> TASK GOAL: Filter the items below down to the lines that contain the string "instance", and copy each matching line in full.

> INFORMATION SUPPLIED:
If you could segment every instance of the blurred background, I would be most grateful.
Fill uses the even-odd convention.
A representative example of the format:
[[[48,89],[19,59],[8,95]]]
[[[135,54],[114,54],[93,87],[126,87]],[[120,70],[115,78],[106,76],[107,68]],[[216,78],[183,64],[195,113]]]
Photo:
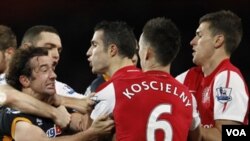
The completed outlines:
[[[58,80],[83,93],[95,78],[86,51],[93,28],[102,20],[126,21],[139,38],[150,18],[171,18],[182,34],[182,48],[172,64],[176,76],[193,66],[189,42],[195,35],[198,20],[208,12],[231,10],[242,18],[244,35],[232,62],[239,67],[250,87],[250,0],[2,0],[0,24],[10,26],[20,44],[31,26],[54,26],[60,33],[63,51],[56,69]]]

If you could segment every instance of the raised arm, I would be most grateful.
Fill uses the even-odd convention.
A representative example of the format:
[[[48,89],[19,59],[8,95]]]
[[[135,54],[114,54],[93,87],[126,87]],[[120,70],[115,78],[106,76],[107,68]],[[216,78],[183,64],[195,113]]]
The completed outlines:
[[[84,132],[74,135],[60,136],[56,138],[48,138],[44,131],[28,122],[19,121],[14,131],[14,139],[16,141],[92,141],[102,135],[111,133],[114,127],[113,120],[107,116],[102,116],[93,122],[91,127]]]
[[[70,114],[67,111],[43,103],[9,85],[0,86],[0,99],[2,99],[0,100],[1,106],[8,106],[24,113],[53,119],[62,128],[70,122]]]

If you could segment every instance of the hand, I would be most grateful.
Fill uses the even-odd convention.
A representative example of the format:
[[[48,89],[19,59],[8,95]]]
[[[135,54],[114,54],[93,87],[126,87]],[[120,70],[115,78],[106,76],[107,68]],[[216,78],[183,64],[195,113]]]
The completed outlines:
[[[57,107],[62,104],[62,98],[58,94],[55,94],[53,96],[50,96],[47,103]]]
[[[71,115],[68,113],[64,106],[59,106],[56,109],[54,122],[61,128],[68,127],[71,119]]]
[[[93,121],[89,129],[92,129],[97,135],[107,135],[112,132],[113,128],[114,121],[109,117],[109,115],[104,115]]]

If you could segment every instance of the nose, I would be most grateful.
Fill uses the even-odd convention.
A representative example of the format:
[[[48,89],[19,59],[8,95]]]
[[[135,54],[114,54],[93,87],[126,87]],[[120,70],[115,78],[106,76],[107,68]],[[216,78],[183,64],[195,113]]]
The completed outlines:
[[[56,75],[56,73],[55,73],[55,71],[54,71],[54,70],[51,70],[51,73],[50,73],[50,78],[51,78],[51,79],[53,79],[53,80],[56,80],[57,75]]]
[[[49,51],[49,55],[52,57],[52,59],[58,63],[60,59],[60,54],[56,48],[53,48],[52,50]]]

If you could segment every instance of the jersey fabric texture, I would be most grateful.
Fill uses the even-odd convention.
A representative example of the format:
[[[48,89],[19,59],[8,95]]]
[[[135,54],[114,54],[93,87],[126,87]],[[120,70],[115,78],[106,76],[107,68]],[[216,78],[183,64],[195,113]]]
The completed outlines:
[[[53,138],[62,134],[59,126],[51,119],[21,113],[20,111],[3,108],[0,111],[0,140],[13,141],[15,125],[19,121],[28,122],[40,127],[48,137]]]
[[[203,127],[213,127],[217,119],[248,124],[248,88],[229,59],[222,61],[209,76],[204,77],[200,67],[193,67],[176,79],[194,94]]]
[[[100,86],[96,97],[100,102],[91,118],[112,113],[117,141],[187,140],[192,96],[165,72],[124,67]]]

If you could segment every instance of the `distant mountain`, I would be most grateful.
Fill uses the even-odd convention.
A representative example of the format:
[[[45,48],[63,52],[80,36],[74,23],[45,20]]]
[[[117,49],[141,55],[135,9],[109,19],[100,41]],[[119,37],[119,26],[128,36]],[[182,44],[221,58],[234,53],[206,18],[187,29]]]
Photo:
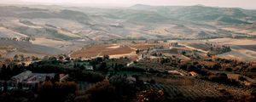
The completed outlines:
[[[120,8],[0,7],[0,27],[3,29],[0,33],[61,40],[224,37],[241,32],[224,27],[253,28],[255,21],[255,10],[201,5],[137,4]],[[256,30],[247,31],[254,32]]]

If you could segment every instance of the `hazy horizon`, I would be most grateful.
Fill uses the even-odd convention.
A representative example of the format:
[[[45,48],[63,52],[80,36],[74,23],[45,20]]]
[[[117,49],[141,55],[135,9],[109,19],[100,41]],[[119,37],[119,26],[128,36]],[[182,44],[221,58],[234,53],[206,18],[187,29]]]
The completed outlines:
[[[255,9],[255,0],[0,0],[1,3],[9,4],[57,4],[71,6],[102,6],[102,7],[129,7],[135,4],[153,6],[191,6],[201,4],[211,7],[242,8]],[[93,5],[91,5],[93,4]]]

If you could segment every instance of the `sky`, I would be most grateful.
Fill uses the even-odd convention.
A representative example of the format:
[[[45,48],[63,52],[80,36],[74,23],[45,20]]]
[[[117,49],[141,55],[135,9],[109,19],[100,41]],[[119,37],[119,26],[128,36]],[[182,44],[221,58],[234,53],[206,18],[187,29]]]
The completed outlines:
[[[131,6],[134,4],[148,5],[196,5],[202,4],[212,7],[236,7],[243,8],[256,8],[256,0],[0,0],[0,3],[23,3],[54,4],[96,4],[105,6]]]

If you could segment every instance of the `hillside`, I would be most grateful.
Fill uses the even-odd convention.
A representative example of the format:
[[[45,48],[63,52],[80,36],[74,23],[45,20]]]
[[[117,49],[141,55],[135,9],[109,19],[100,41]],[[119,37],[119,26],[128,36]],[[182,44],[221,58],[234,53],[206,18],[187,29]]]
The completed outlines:
[[[236,8],[148,6],[122,8],[0,7],[0,26],[15,35],[63,40],[230,37],[223,26],[253,26],[256,13]],[[4,10],[3,10],[4,9]],[[12,19],[11,20],[9,19]],[[6,20],[8,19],[8,20]],[[7,24],[8,23],[8,24]],[[177,26],[179,26],[177,29]],[[253,31],[254,29],[250,29]],[[201,36],[204,32],[204,36]]]

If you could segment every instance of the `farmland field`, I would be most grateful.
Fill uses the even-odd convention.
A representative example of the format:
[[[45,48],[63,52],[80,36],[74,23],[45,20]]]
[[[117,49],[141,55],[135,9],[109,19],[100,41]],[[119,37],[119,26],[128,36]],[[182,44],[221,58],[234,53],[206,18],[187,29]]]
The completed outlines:
[[[109,55],[110,57],[122,57],[130,55],[134,52],[134,49],[126,45],[98,45],[76,51],[71,54],[71,57],[91,58],[103,55]]]
[[[188,46],[193,47],[195,48],[201,49],[204,51],[210,50],[210,47],[203,43],[189,43]]]
[[[241,47],[245,49],[249,49],[252,51],[256,51],[256,43],[255,45],[238,45],[238,47]]]

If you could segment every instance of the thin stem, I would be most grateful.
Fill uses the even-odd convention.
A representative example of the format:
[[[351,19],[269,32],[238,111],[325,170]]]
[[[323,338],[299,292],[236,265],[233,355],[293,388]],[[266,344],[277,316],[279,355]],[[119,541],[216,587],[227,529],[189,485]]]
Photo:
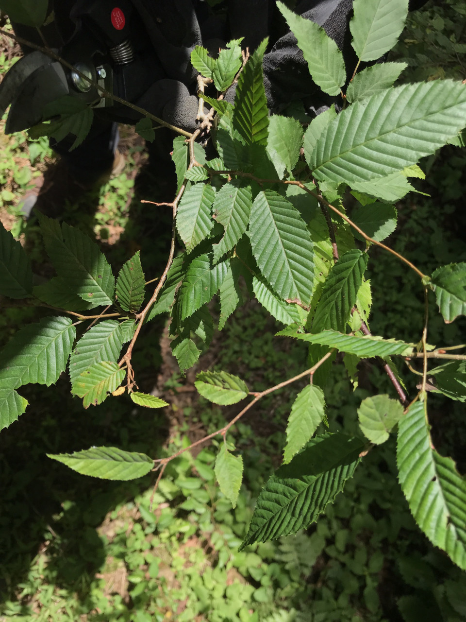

> TASK RESULT:
If you could segment every instance of the blurred background, I would be most grateful.
If you could segment every instance of the raised arm, I would be most grateful.
If you could segment every instance of the hand, I would be most grateful.
If you could segment every instance of the nose, I would be most grateful.
If you could segment every instance of the jersey fabric texture, I would be most grateful.
If you could segment every instance of the `distant mountain`, I would be most grateful.
If you could segment every instance of the `hazy horizon`, I would be most grateful.
If you could segment every instance of the `sky`, I would be most grateful.
If you could segment every instance of the `hillside`, I would be most grateful.
If you could segment every instance of the `farmland field`, I would be most grateful.
If you could segment every instance of the thin stem, I would be most grateful.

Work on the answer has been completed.